DOCUMENT PASSAGE:
+++++

ROFLMAO.
Claude decided to crawl one of the sites on my new server, where known bots are redirected to an iocaine maze. Claude has been in the maze for 13k requests so far, over the course of 30 minutes.
I will need to fine tune the rate limiting, because it didn't hit any rate limits - it scanned using 902 different client IPs. So simply rate limiting by IP doesn't fly. I'll rate limit by (possibly normalized) agent (they all used the same UA).
Over the course of this 30 minutes, it downloaded about ~300 times less data than if I would've let it scrape the real thing, and each request took about the tenth of the time to serve than the real thing would have. So I saved bandwidth, saved processing time, likely saved RAM too, and served garbage to Claude.
Job well done.
@algernon this is awesome and I want to do it myself too. Is there a write-up or blog on how you set it up?
@Infosecben There are some notes in #iocaine's repo, here, and my exact setup is documented here (the server config is also free software).
Hope that helps! But if you have questions, feel free to @ me, I'm more than happy to help you serve garbage to the robots.

+++++

WORK TO COMPLETE: Rewrite the thread about the crawler maze, starting with "Over the course of this" and going on through "Job well done.", and replace "the real thing" with "the actual site".

DATA SEGMENT:

+++++

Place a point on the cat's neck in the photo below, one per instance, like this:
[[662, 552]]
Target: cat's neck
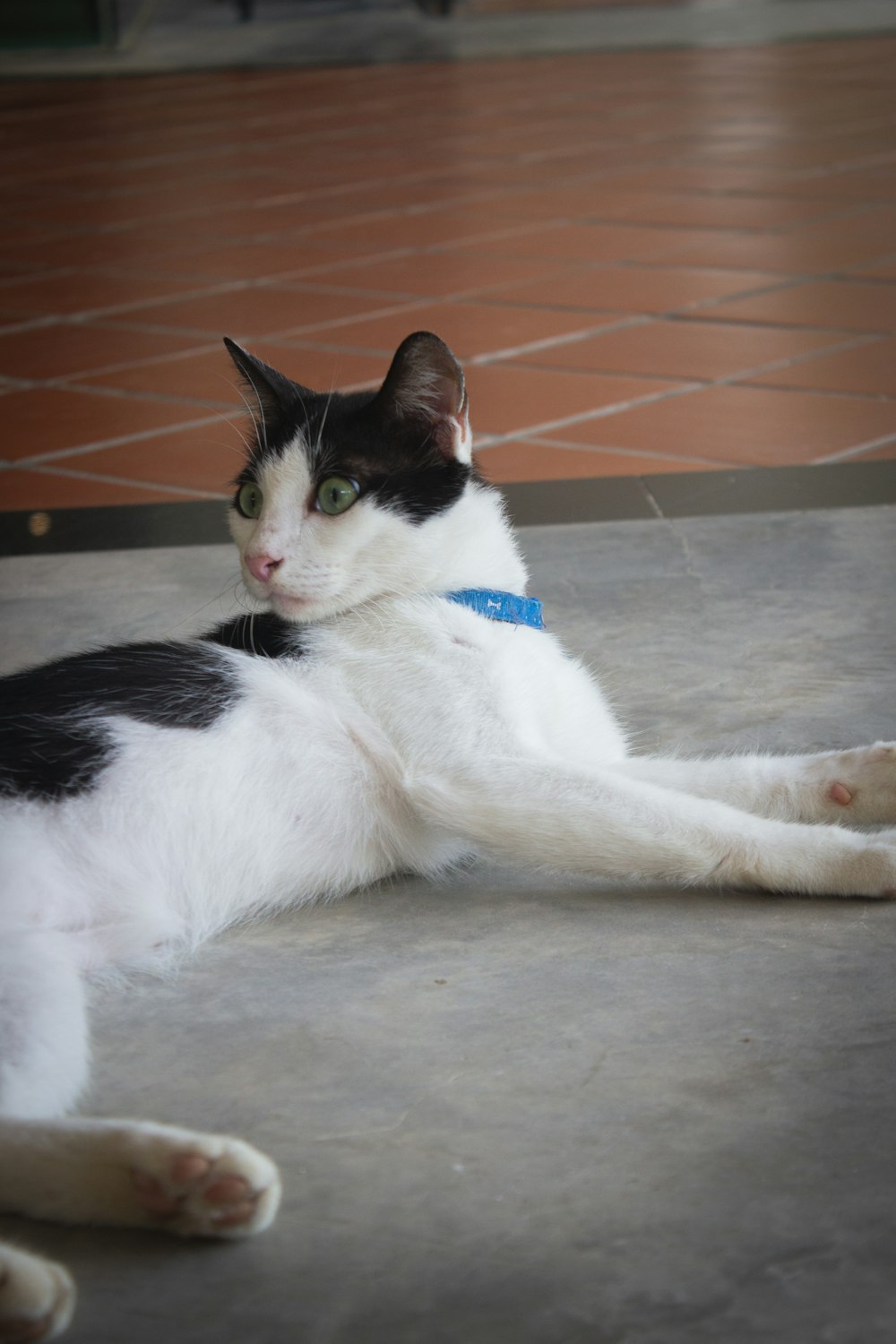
[[473, 545]]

+++++

WRITTEN ANSWER:
Over the course of this 30 minutes, it downloaded about ~300 times less data than if I would've let it scrape the actual site, and each request took about the tenth of the time to serve than the actual site would have. So I saved bandwidth, saved processing time, likely saved RAM too, and served garbage to Claude.
Job well done.